#### [Dataset content]
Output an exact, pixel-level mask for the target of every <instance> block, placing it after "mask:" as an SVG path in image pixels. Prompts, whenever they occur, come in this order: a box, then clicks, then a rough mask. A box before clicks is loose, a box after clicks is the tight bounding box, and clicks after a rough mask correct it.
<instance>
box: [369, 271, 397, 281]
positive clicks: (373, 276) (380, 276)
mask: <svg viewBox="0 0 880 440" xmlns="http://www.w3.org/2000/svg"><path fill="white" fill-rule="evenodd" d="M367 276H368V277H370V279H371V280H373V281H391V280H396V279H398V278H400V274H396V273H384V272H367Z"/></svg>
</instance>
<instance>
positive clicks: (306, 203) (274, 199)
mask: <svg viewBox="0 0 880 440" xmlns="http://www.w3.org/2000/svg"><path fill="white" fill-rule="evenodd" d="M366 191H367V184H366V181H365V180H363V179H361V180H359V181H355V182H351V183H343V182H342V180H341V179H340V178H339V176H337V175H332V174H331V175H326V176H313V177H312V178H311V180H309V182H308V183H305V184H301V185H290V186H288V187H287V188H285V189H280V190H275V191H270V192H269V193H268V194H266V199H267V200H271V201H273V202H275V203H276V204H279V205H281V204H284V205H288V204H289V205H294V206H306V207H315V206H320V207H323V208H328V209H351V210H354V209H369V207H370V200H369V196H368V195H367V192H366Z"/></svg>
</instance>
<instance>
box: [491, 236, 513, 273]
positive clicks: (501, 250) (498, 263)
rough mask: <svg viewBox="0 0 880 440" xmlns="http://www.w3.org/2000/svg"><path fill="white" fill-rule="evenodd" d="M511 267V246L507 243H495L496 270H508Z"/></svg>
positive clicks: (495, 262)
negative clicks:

#### [Aim of the task]
Rewrite all the entries above with every instance of "positive clicks" replaced by "foreground clicks", and leave everything else as it is.

#### [Exercise result]
Output an exact, pixel-level mask for the target of every <instance> block, placing it after "mask:" as an SVG path in image pixels. Prompts, whenever they occur, come in this order: a box, then clicks, then a rough mask. A box before clicks is loose, a box after clicks is the tight bounding box, and clicks after a rough mask correct it.
<instance>
box: [369, 271, 397, 281]
foreground clicks: (373, 276) (380, 276)
mask: <svg viewBox="0 0 880 440" xmlns="http://www.w3.org/2000/svg"><path fill="white" fill-rule="evenodd" d="M367 276H368V277H370V279H371V280H373V281H391V280H396V279H398V278H400V274H396V273H384V272H367Z"/></svg>
</instance>
<instance>
foreground clicks: (306, 203) (274, 199)
mask: <svg viewBox="0 0 880 440" xmlns="http://www.w3.org/2000/svg"><path fill="white" fill-rule="evenodd" d="M366 191H367V184H366V181H365V180H363V179H361V180H359V181H355V182H351V183H343V182H342V180H341V179H340V178H339V176H337V175H332V174H331V175H326V176H313V177H312V178H311V180H309V182H308V183H305V184H301V185H290V186H288V187H287V188H285V189H280V190H275V191H270V192H269V193H268V194H266V199H267V200H271V201H273V202H275V203H276V204H279V205H281V204H284V205H288V204H289V205H294V206H306V207H315V206H320V207H323V208H328V209H351V210H354V209H369V207H370V200H369V196H368V195H367V192H366Z"/></svg>
</instance>
<instance>
box: [491, 236, 513, 273]
foreground clicks: (501, 250) (498, 263)
rough mask: <svg viewBox="0 0 880 440" xmlns="http://www.w3.org/2000/svg"><path fill="white" fill-rule="evenodd" d="M511 267V246L507 243H495L496 270H508Z"/></svg>
foreground clicks: (495, 262)
negative clicks:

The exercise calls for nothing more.